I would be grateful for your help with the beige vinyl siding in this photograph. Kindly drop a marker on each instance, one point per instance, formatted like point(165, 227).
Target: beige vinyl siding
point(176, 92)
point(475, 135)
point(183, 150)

__Written request__.
Reproduce every item above line for line, with no changes to any character.

__Final answer__.
I would be grateful for your help with the beige vinyl siding in this photograph. Kindly drop a marker on each instance, one point per instance, formatted like point(165, 227).
Target: beige vinyl siding
point(176, 92)
point(475, 135)
point(183, 150)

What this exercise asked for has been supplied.